:: 练习任务 ::
把下面的全部记录原样重复一遍，一字不改。

位置识别记录
::::
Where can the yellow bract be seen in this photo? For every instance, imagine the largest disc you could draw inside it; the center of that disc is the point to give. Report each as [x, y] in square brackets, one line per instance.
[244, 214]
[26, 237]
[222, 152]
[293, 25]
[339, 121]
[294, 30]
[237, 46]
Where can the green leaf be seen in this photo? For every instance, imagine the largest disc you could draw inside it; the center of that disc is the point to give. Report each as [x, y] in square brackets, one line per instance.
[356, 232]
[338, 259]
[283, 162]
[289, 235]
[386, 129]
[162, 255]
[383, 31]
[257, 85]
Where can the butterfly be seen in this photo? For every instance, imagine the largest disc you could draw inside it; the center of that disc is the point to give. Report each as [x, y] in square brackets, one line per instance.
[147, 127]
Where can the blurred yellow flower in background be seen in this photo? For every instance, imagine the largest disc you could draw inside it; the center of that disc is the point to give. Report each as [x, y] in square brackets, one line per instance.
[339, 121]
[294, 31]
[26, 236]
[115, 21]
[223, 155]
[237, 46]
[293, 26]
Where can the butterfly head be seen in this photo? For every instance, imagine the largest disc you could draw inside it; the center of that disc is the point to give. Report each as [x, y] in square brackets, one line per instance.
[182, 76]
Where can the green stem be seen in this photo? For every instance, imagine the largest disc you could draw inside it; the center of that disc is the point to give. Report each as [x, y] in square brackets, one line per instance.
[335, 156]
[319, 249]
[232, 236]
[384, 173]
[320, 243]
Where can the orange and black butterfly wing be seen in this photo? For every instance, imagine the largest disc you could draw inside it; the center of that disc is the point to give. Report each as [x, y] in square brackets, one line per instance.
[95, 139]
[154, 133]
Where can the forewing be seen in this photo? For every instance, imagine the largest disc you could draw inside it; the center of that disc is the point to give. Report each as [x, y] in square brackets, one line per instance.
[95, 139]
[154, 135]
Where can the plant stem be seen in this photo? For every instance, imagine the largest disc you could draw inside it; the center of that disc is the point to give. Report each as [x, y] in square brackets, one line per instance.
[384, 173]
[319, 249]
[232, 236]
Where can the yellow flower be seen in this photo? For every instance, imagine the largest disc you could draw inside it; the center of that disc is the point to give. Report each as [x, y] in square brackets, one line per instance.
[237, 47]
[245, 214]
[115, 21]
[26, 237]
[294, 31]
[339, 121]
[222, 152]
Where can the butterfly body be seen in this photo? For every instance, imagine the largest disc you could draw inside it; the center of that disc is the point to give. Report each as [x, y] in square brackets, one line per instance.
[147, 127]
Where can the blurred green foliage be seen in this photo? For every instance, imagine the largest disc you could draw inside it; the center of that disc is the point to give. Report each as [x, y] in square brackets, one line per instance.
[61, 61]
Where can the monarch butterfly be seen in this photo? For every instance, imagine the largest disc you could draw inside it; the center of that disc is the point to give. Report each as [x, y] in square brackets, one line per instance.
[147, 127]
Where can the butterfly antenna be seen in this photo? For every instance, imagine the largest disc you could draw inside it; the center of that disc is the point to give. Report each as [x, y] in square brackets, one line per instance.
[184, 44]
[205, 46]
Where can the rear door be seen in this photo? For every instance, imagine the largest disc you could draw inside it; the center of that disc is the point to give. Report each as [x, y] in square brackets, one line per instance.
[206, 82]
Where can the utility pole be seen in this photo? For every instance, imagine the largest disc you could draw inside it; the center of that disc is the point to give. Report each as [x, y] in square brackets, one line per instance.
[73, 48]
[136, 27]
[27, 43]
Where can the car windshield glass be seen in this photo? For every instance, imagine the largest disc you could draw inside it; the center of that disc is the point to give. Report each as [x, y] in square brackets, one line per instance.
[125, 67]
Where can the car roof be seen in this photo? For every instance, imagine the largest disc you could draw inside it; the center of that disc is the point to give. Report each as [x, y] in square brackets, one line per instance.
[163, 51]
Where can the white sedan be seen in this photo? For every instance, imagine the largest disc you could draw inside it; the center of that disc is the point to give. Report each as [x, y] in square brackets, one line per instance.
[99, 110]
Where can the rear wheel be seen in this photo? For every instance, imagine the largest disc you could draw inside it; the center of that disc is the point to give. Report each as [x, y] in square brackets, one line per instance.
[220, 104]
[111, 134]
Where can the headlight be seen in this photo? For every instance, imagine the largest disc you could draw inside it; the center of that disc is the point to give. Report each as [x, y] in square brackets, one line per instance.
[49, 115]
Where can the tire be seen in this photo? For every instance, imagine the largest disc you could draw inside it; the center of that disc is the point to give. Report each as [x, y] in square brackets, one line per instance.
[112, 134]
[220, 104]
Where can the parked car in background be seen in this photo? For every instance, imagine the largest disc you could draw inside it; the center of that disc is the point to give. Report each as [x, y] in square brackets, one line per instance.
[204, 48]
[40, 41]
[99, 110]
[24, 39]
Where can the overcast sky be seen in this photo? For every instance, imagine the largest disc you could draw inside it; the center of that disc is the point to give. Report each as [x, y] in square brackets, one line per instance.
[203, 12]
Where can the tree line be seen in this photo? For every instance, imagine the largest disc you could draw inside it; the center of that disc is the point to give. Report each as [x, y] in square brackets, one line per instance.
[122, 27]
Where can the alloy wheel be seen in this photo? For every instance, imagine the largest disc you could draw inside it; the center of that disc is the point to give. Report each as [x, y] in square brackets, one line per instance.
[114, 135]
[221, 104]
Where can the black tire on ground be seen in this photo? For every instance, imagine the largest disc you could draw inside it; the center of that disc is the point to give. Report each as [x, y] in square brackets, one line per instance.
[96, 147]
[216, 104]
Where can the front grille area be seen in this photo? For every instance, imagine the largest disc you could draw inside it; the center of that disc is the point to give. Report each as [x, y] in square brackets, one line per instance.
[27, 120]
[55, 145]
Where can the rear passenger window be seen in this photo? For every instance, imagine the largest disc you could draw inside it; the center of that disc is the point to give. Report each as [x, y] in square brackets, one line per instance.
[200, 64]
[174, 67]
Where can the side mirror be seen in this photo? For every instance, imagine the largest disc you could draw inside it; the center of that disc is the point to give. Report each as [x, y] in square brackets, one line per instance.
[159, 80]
::::
:: 回复 ::
Where can the yellow bract be seen in this photo? For every instance, imagine the largest disc you could draw inside it; the center of that disc is the point to give. Report each as [x, y] in square brackets, one line per instance.
[244, 214]
[26, 237]
[222, 152]
[293, 25]
[339, 121]
[294, 30]
[237, 46]
Where can the green leaf be seen in this photo? For every instance, imagine the largest disc you could draw inside it; the center of that disc is the point to give. Report each as [x, y] in square brackets, one line per instance.
[356, 232]
[338, 259]
[283, 162]
[289, 235]
[386, 129]
[162, 255]
[383, 31]
[257, 85]
Where can the butterfly be seen in this photo? For every instance, imagine the largest disc you could draw inside it; the center of that disc is the point to give. Report each as [x, y] in square brackets, one line per instance.
[147, 127]
Where can the blurred yellow flower in background be seen in this photo? For every instance, imagine the largest disc you could draw inside it; the center of that disc is the point to give. Report each as [x, y] in square brackets, one line per instance.
[339, 121]
[294, 31]
[26, 236]
[115, 21]
[223, 155]
[237, 46]
[293, 26]
Where can the butterfly head be seen in this photo? For every instance, imagine the largest disc you could draw inside it; the center of that disc is the point to give. Report each as [x, y] in square brackets, one line per instance.
[182, 76]
Where can the green stem be seen in this photo? For every instance, imagine the largest disc you could draw inside it; the center of that disc is the point to give. Report each as [x, y] in square brackets, one line per instance.
[335, 156]
[319, 249]
[232, 236]
[384, 173]
[320, 243]
Where can the orange and black butterfly wing be seen in this photo? For every instance, imagine the largest disc you could draw inside it; the center of that disc is the point to give. Report each as [x, y] in square brackets, one line per instance.
[95, 139]
[154, 133]
Where can the forewing be seen in this photo? For every instance, imagine the largest disc you could draw inside it; the center of that disc is the point to give. Report each as [x, y] in square brackets, one line per instance.
[95, 139]
[154, 135]
Where can the plant stem be seen in this photo? For every instance, imagine the largest disc you could draw inside it; the center of that disc is the point to give. Report each as [x, y] in square brackets, one line per instance.
[384, 173]
[319, 249]
[232, 236]
Where can the yellow flower be seen in this photo? For every instance, imagine the largest disc you could draw inside it; the center of that disc is the point to give. Report each as [x, y] in square brackets, one line per instance.
[237, 47]
[245, 214]
[115, 21]
[26, 237]
[294, 31]
[339, 121]
[222, 152]
Where can the butterfly body be seen in this photo? For every instance, imagine the largest disc you could draw inside it; the center of that disc is the point to give. Report each as [x, y] in square brackets, one line per instance.
[147, 127]
Where can the blurred green foliage be seen in this photo? For every instance, imagine the largest disc you could draw inside it; the center of that disc is the point to give. Report each as [x, y] in square brackets, one line per instance.
[61, 61]
Where can the monarch butterfly be seen in this photo? For every instance, imagine the largest disc you could draw inside it; the center of that disc is the point to give. Report each as [x, y] in square brackets, one line per instance.
[147, 127]
Where can the butterfly antenna be seen in this photo? For every instance, imagine the largest disc you could draw inside it; the center of that disc is the point to give. Report each as [x, y] in square brackets, one line per instance.
[184, 44]
[205, 46]
Where can the rear door be seen in this photo? For every instance, imagine the largest disc you could draw inside it; the center of that disc is the point to give. Report each as [x, y] in square brackets, one line per instance.
[206, 82]
Where can the utility pole be seen in this photo? For every instance, imagine the largest disc you could draw inside it; the center of that disc is the point to give. Report each as [x, y] in square brackets, one line per instance.
[73, 48]
[136, 27]
[27, 43]
Where can the car windshield glass be seen in this photo? For every instance, imagine the largest disc you could draw inside it; the center of that disc is the point to give. Report each as [x, y] in square brackets, one line per instance.
[125, 67]
Where can the car roof be seen in this photo? For every instance, imagine the largest disc you could draw inside it; the center of that disc is the point to give. Report each as [x, y] in square brackets, one line per instance.
[163, 51]
Where can the white sedan be seen in this photo? For every instance, imagine the largest disc you could draw inside it; the center of that disc is the point to give. Report each as [x, y] in square brackets, one line per instance.
[99, 110]
Where can the rear wheel be seen in this photo? For every instance, imagine the largest disc you could draw inside it; the center of that disc is the point to give. Report each as [x, y] in square brackets, one line per instance.
[220, 104]
[111, 134]
Where can the headlight be seen in this photo? For every instance, imagine the largest disc you could draw inside it; the center of that disc is the point to give. Report each as [x, y] in square brackets, one line per instance.
[49, 115]
Where can the tire be seen in this photo? For every instance, imagine the largest disc you could draw inside it; the center of that disc is the point to give. Report each as [x, y] in square brackets, one line per instance.
[112, 134]
[220, 104]
Where can the parked car in background be seen in this photo? For every instance, imagine the largest disc you could draw inside it; the center of that disc is the point to give. Report each as [x, y] in square brackets, one line per instance.
[204, 48]
[40, 41]
[99, 110]
[24, 39]
Where can the overcast sky be seen in this photo? For every instance, imagine the largest disc you could draw inside it; the center of that disc is the point to give. Report each as [x, y] in square brackets, one line per instance.
[203, 12]
Where can the tree line be seen in this photo? For every instance, imagine the largest disc you could draw inside it; the center of that disc is the point to give. Report each as [x, y] in square brackets, one line per instance.
[122, 27]
Where can the alloy wheel be seen in this photo? For every instance, imagine the largest disc you could draw inside it; the center of that disc is the point to give. Report each as [x, y] in square brackets, one line per instance.
[114, 135]
[221, 104]
Where can the black tire on ground be seen in this photo? For every instance, imagine the largest disc you could draw inside it; the center of that disc is the point to give. Report each as [x, y] in square brackets, one line per instance.
[96, 147]
[216, 104]
Where can the front grille area be seen in this photo? For every instance, imagine the largest disc you could draw inside it; the center of that disc is the point to give. Report each as [x, y] in square brackets, one line per instance.
[27, 120]
[55, 145]
Where can the rear passenger window be seen in this photo? For every instance, imagine the largest disc you could draw inside it; the center of that disc is the point to give. Report each as [x, y] in square brackets, one line per instance.
[200, 64]
[174, 67]
Where can the side mirror be seen in this photo? For every instance, imagine the largest disc you could draw inside it; the center of that disc is the point to give. Report each as [x, y] in square brackets, one line per instance.
[159, 80]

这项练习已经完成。